*** Opening of Supplied entries ***

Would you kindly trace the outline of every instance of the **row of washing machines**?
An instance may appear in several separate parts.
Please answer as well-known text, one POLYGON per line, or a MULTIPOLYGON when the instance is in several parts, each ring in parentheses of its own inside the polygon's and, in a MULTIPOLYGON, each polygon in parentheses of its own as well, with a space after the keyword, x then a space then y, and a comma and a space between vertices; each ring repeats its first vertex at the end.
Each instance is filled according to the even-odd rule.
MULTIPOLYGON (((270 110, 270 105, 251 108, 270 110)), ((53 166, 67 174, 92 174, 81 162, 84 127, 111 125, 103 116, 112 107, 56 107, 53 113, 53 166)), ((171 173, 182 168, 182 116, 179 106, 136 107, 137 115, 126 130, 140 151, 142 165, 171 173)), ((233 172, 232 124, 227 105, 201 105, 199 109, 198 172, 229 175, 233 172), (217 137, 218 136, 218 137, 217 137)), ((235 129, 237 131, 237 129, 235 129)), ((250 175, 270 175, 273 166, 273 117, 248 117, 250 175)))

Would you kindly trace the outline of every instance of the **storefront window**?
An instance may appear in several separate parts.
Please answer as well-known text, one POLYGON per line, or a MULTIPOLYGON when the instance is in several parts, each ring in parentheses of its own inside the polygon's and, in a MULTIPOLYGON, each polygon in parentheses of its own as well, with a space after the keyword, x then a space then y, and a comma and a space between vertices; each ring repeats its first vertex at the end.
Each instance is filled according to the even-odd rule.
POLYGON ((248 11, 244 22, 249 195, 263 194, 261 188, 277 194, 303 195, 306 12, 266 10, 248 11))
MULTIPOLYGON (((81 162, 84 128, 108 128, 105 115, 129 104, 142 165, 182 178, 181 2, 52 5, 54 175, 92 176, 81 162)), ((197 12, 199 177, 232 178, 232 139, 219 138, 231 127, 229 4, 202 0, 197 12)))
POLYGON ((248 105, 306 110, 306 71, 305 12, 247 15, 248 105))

*** Close of Supplied entries ***

Brief: Copy every record above exactly as it is.

Result:
Would you kindly trace the outline of every instance of the **row of washing machines**?
An instance may appear in several separate parts.
Please answer as well-known text, one POLYGON per line, or a MULTIPOLYGON when the instance is in several parts, each ring in parentheses of its own inside the polygon's and, in a MULTIPOLYGON, each polygon in parentheses of its own as well, with a space after the keyword, x then a space then y, and a comma and a space between vertices; each ring repeats its first vertex at the end.
Each instance is filled according to the even-odd rule.
MULTIPOLYGON (((270 110, 270 105, 251 108, 270 110)), ((53 166, 67 174, 92 174, 81 162, 84 127, 111 125, 103 116, 112 107, 56 107, 53 113, 53 166)), ((171 173, 182 168, 182 116, 179 106, 136 107, 137 115, 126 130, 140 151, 142 165, 171 173)), ((233 172, 232 124, 227 105, 201 105, 199 109, 198 172, 229 175, 233 172), (217 137, 218 136, 218 137, 217 137)), ((235 129, 237 131, 237 129, 235 129)), ((250 175, 270 175, 273 166, 273 117, 248 117, 250 175)))

Would you kindly trace the outline of every instance of the **storefront window**?
An instance may appear in several separate parts.
Please answer as well-known text, one POLYGON per line, or a MULTIPOLYGON when the instance is in several parts, each ring in parentheses of its own inside the polygon's and, in a MULTIPOLYGON, each polygon in parentheses of its own as well, with a space after the keyword, x then a space then y, and a comma and a space between vertices; each ring repeats its first vertex at the end.
Each instance is filled according to the even-odd rule.
POLYGON ((248 11, 244 22, 249 195, 263 194, 261 188, 277 194, 303 195, 306 12, 266 10, 248 11))
MULTIPOLYGON (((81 162, 84 128, 108 128, 105 115, 129 104, 142 165, 182 178, 181 2, 52 5, 54 175, 92 176, 81 162)), ((197 12, 199 177, 232 178, 232 139, 219 138, 231 127, 229 4, 202 0, 197 12)))
POLYGON ((248 105, 306 110, 306 71, 305 12, 247 15, 248 105))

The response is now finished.